* _Supplied passage_
— BEGIN —

A masjid treasurer managing Zakat has one non-negotiable requirement: Zakat funds cannot be mixed with Sadaqah or operational money at any point in the ledger, because Zakat must be distributed to specific categories of recipients. A generic card terminal records a nameless charge and leaves the separation to whoever reconciles the bank statement. A Zakat kiosk puts the fund choice in front of the donor before payment, so the gift enters the books already classified.
On a Givebear kiosk, Zakat appears as its own button alongside Sadaqah, Masjid Operations, and any campaign funds the board has opened. The donor taps Zakat, chooses or enters an amount, taps their card or phone, and receives an email receipt that names the fund. The treasurer sees a running Zakat balance in the dashboard that never needs to be untangled from general giving.
The timing of Zakat giving is concentrated: Ramadan, especially the last ten nights, and the days before Eid al-Fitr for Zakat al-Fitr. A kiosk in the lobby absorbs that surge without volunteers handling envelopes at midnight. Donors who calculate their Zakat at home can give the exact figure on the spot, including odd amounts like $1,283 that preset cash envelopes never handle well.
Who this is for
- Masjid treasurers who must report Zakat collection and distribution separately to the board and to donors who ask where their Zakat went.
- Imams and Zakat committee members who field donor questions about whether a gift was recorded as Zakat or Sadaqah, and want the answer to be visible on the receipt.
- Islamic center administrators preparing for the Ramadan surge, when a single cash box and a volunteer with a notebook cannot keep up with the last ten nights.
- Islamic schools and relief organizations that collect Zakat al-Fitr on deadline and need an exact count before Eid prayer.
Why Zakat needs its own fund from the first tap
Zakat is a restricted fund in the strictest sense: scholars across schools of thought agree it must reach the eligible categories named in the Quran, and most boards adopt a policy that Zakat money never covers utilities, salaries, or construction. The operational failure mode is not bad intent; it is a donation that arrives without classification. A check in a mixed envelope, a card charge labeled only with the processor's batch number, or a cash note in the general box all force the treasurer to guess.
A kiosk removes the guess by making classification part of the donation itself. The donor's choice of the Zakat button is recorded with the transaction, flows into the fund report, and appears on the receipt. When the Zakat committee meets to plan distribution, the available balance is a number the treasurer can defend, not an estimate netted out of general giving.
Handling the Ramadan surge without losing the last ten nights
Most masajid collect a large share of their annual Zakat in the last ten nights of Ramadan, when the building is full past midnight and volunteers are stretched thin. Cash collection at that scale means counting, recounting, and a deposit run during the busiest week of the year. A kiosk takes the volume without adding staff: each gift clears in seconds, is receipted automatically, and lands in the dashboard total in real time.

— END —

* _Records provided_
— BEGIN —

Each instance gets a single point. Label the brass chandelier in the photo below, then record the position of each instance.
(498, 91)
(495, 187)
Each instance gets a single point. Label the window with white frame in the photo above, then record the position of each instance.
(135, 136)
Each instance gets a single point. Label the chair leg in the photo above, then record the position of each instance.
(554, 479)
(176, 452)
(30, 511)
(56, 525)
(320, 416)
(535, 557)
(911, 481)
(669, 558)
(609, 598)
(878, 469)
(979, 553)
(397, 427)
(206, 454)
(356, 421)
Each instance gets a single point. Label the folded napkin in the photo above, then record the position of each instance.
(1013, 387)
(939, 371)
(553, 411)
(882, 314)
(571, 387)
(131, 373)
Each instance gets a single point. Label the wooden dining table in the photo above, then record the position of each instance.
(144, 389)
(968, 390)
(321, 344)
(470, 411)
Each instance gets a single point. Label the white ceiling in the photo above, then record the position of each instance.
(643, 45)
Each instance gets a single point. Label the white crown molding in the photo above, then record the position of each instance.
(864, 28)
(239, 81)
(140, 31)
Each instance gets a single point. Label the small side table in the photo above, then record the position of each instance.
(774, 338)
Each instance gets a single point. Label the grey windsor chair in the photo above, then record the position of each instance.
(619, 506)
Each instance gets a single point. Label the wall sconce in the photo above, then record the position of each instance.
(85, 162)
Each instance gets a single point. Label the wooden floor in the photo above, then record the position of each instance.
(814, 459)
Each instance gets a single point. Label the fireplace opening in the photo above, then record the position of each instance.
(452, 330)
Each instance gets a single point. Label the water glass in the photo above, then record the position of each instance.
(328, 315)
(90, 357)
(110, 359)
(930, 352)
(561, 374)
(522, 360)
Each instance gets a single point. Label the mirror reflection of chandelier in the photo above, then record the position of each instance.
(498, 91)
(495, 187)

— END —

* _Aim of the exercise_
Copy the Zakat kiosk text from "- Imams and" to "before Eid prayer.", replacing "relief organizations" with "charitable organizations". None of the data plays any role here.

* _The completed task_
- Imams and Zakat committee members who field donor questions about whether a gift was recorded as Zakat or Sadaqah, and want the answer to be visible on the receipt.
- Islamic center administrators preparing for the Ramadan surge, when a single cash box and a volunteer with a notebook cannot keep up with the last ten nights.
- Islamic schools and charitable organizations that collect Zakat al-Fitr on deadline and need an exact count before Eid prayer.